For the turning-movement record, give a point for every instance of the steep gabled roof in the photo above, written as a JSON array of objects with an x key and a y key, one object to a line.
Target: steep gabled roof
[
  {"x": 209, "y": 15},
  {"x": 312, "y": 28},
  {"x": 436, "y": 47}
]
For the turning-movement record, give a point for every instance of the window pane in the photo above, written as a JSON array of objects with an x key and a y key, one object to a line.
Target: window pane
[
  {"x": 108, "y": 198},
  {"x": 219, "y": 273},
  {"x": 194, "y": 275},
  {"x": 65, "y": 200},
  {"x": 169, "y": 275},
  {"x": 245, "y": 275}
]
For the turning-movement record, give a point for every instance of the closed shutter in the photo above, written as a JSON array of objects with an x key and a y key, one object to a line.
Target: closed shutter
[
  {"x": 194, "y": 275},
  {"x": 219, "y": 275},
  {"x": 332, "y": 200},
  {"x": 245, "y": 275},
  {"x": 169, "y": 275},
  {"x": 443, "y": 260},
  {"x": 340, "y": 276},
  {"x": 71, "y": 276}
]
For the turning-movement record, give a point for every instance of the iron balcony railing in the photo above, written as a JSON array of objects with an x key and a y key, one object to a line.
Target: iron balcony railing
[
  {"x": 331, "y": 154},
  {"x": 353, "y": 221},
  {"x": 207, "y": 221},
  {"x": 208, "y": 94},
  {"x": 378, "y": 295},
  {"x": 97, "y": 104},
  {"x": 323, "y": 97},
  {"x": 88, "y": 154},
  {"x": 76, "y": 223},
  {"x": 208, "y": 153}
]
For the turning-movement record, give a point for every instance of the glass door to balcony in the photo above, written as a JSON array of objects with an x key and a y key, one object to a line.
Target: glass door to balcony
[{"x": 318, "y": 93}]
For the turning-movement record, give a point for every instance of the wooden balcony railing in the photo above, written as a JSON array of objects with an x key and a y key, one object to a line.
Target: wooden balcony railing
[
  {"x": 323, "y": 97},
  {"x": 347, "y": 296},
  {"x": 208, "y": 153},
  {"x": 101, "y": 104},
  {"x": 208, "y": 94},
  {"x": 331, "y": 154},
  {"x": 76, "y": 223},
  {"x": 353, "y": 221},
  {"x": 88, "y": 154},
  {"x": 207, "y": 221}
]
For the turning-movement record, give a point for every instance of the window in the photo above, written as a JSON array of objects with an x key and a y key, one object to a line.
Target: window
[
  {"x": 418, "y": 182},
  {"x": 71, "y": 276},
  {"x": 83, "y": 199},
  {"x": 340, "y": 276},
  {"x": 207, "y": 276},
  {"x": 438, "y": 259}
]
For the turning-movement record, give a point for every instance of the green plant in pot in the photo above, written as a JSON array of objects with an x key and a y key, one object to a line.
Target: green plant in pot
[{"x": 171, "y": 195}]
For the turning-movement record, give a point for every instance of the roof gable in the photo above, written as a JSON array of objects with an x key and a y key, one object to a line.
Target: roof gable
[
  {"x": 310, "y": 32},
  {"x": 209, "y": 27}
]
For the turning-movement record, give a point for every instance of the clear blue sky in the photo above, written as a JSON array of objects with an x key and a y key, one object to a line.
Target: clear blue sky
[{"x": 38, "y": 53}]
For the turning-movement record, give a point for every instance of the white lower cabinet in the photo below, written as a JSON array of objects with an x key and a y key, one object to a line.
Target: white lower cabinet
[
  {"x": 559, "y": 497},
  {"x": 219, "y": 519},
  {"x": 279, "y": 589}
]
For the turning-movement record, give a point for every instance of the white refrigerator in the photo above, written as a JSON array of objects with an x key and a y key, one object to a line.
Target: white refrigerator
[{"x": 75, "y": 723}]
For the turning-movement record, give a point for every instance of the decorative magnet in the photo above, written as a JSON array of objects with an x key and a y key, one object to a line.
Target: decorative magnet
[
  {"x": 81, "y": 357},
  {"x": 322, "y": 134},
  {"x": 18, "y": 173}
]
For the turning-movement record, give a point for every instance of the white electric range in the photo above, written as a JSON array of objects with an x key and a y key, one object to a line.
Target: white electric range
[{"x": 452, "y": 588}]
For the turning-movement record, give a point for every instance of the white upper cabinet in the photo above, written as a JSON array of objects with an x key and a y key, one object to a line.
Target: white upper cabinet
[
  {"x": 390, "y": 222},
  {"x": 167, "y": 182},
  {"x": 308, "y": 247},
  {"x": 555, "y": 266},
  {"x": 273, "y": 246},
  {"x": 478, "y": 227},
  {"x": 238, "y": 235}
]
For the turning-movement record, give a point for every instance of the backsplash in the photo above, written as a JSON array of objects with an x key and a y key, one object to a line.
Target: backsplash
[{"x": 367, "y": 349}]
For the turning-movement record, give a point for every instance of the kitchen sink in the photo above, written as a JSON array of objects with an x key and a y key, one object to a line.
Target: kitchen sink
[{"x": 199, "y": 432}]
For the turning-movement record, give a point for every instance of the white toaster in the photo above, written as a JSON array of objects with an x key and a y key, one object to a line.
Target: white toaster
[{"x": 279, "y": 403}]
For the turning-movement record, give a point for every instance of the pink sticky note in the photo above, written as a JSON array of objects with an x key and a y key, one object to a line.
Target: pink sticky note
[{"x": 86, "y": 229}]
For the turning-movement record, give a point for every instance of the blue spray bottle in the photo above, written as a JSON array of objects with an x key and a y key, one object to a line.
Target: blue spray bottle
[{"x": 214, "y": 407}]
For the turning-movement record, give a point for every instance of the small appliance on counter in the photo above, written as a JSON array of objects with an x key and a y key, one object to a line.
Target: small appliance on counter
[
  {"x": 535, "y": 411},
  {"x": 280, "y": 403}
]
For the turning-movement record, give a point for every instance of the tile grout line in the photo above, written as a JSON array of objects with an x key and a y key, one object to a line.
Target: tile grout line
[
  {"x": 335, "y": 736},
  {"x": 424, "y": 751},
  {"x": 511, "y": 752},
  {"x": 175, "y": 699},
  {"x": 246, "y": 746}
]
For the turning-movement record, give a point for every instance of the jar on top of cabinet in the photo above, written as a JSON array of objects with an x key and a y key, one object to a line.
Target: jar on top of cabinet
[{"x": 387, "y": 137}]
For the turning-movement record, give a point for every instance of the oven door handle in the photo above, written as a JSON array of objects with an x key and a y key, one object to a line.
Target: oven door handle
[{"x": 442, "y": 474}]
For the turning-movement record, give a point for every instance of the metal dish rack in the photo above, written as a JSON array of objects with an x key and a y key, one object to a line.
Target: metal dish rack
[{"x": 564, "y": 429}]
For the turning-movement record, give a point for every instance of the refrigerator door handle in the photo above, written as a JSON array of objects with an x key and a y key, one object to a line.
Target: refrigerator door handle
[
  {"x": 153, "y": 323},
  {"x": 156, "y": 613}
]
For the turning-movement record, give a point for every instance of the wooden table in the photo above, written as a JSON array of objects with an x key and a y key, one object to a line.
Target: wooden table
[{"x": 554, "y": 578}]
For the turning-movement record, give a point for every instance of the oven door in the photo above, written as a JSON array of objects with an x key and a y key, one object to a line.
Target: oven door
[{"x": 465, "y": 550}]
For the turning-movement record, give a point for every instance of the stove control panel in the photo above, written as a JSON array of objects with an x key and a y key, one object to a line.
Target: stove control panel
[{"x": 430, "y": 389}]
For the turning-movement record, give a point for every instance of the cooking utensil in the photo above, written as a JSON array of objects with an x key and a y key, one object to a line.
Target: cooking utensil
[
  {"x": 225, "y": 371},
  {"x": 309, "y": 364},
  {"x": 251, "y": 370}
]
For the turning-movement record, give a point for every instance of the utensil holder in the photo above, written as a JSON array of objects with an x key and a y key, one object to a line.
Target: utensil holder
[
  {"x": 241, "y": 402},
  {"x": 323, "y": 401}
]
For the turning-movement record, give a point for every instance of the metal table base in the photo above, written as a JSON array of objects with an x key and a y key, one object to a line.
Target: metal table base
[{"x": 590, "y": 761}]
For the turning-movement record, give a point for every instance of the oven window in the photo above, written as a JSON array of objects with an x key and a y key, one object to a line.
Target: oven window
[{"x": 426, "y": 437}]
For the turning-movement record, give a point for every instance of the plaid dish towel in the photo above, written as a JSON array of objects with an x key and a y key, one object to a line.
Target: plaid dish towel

□ □ □ □ □ □ □

** TASK TO CARRY OUT **
Go through the data and show every line where "towel" occurs.

** PROBLEM SOLUTION **
For the turning-movement record, give a point for every instance of the plaid dish towel in the photo above, written as a JSON array of objects with an x key and a y key, one object to a line.
Target: plaid dish towel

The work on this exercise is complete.